• **Consegna A**: Nel brano sulle elezioni regionali in Sardegna, riscrivi il tratto che comincia con "Essere minoranze non" e finisce dopo "che vi concorrono.", cambiando "minoranze" in "opposizioni".

===== Brano da leggere =====

Lucia Chessa - Rossomori - sulle elezioni regionali in Sardegna

5 Gennaio 2024
2 Commenti


Lucia Chessa - Rossomori

Pubblichiamo volentieri questo intervento di Lucia Chessa, segrataria nazionale dei Rossomori, perché, nel corso di questa fase preparatoria delle elezioni regionali, è un positivo esempio di coerenza e di schiena dritta.

Essere minoranze non è mai stato facile, ma ci sono periodi in cui è anche più difficile.
Più degenerano le democrazie, più è difficile essere minoranze, e che il segno di questo tempo sia la crisi dei modelli democratici, questo è, purtroppo, un fatto.
Lascia stupiti la degenerazione in atto: per la sua velocità, per la sua generalità, per la complessità dei fattori che vi concorrono.
Eccone alcuni:
Leggi elettorali antidemocratiche nazionali e regionali.

Abolizione delle elezioni, vedi il caso delle province: esistenti, attive, previste in costituzione, ma in mano a commissari, spartiti tra i partiti, che amministrano risorse pubbliche senza alcun mandato popolare da più di 10 anni.

Informazione palesemente controllata. Non imbavagliata, che presupporrebbe una volontà, una tensione alla informazione libera e contemporaneamente un contrasto a tale tensione. No! Proprio una informazione pacificamente controllata da gruppi economico politici.

Disallineamento tra le istituzioni, cosiddette rappresentative, e la vita reale delle persone con i loro bisogni e i loro diritti negati. Disallineamento che si esprime con livelli di astensionismo incompatibili con una democrazia funzionante.

Uno stato di bisogno generalizzato, di persone e di territori, che spinge alla ricerca di risposte individuali e non collettive, spesso attraverso percorsi “irregolari”, e perdendo di vista il fatto che il piccolo vantaggio individuale è niente rispetto al danno generalizzato di pratiche di illegalità diffusa, neanche più percepite come tali.

Un abbassamento generale del livello etico della politica dove l’incoerenza, il posizionamento tattico-opportunistico, il trasformismo sono visti non come disvalori e come comportamenti deprecabili, ma come un saper fare, un saper stare al mondo, una competenza, una balentìa.

Il risultato di questo complesso di fattori genera una democrazia teatrale dove le parti, scollegate dalle istanze reali che dovrebbero rappresentare di un mondo morente, vicino ad una catastrofe climatica, vicino ad una catastrofe bellica, vicino ad una catastrofe sociale di povertà e disuguaglianza, recitano un copione.

===== Materiale fornito =====

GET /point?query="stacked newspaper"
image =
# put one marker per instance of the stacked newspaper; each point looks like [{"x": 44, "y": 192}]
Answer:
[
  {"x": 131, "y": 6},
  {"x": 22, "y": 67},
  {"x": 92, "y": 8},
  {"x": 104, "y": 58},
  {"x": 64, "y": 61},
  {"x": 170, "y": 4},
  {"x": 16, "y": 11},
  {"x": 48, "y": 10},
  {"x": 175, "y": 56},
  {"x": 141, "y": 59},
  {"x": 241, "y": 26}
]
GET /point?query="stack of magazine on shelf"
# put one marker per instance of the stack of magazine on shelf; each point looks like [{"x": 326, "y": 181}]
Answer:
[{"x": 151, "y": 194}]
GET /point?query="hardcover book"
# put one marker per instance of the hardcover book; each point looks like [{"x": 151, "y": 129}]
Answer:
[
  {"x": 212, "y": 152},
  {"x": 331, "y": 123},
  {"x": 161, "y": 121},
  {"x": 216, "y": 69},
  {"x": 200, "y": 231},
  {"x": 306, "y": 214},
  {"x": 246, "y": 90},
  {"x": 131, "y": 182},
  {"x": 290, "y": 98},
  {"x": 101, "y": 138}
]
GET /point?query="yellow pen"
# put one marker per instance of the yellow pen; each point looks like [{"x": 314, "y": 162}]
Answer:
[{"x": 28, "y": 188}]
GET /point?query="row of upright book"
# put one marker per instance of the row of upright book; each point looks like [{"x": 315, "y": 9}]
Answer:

=====

• **Consegna B**: Ricopia qui sopra tutti i record, dal primo all'ultimo, senza cambiare nulla.

• **Soluzione completa A**:
Essere opposizioni non è mai stato facile, ma ci sono periodi in cui è anche più difficile.
Più degenerano le democrazie, più è difficile essere opposizioni, e che il segno di questo tempo sia la crisi dei modelli democratici, questo è, purtroppo, un fatto.
Lascia stupiti la degenerazione in atto: per la sua velocità, per la sua generalità, per la complessità dei fattori che vi concorrono.

• **Soluzione completa B**:
GET /point?query="stacked newspaper"
image =
# put one marker per instance of the stacked newspaper; each point looks like [{"x": 44, "y": 192}]
Answer:
[
  {"x": 131, "y": 6},
  {"x": 22, "y": 67},
  {"x": 92, "y": 8},
  {"x": 104, "y": 58},
  {"x": 64, "y": 61},
  {"x": 170, "y": 4},
  {"x": 16, "y": 11},
  {"x": 48, "y": 10},
  {"x": 175, "y": 56},
  {"x": 141, "y": 59},
  {"x": 241, "y": 26}
]
GET /point?query="stack of magazine on shelf"
# put one marker per instance of the stack of magazine on shelf; each point looks like [{"x": 326, "y": 181}]
Answer:
[{"x": 151, "y": 194}]
GET /point?query="hardcover book"
# put one marker per instance of the hardcover book; each point looks like [{"x": 151, "y": 129}]
Answer:
[
  {"x": 212, "y": 152},
  {"x": 331, "y": 123},
  {"x": 161, "y": 121},
  {"x": 216, "y": 69},
  {"x": 200, "y": 231},
  {"x": 306, "y": 214},
  {"x": 246, "y": 90},
  {"x": 131, "y": 182},
  {"x": 290, "y": 98},
  {"x": 101, "y": 138}
]
GET /point?query="yellow pen"
# put one marker per instance of the yellow pen; each point looks like [{"x": 314, "y": 162}]
Answer:
[{"x": 28, "y": 188}]
GET /point?query="row of upright book"
# put one marker per instance of the row of upright book; each point looks like [{"x": 315, "y": 9}]
Answer:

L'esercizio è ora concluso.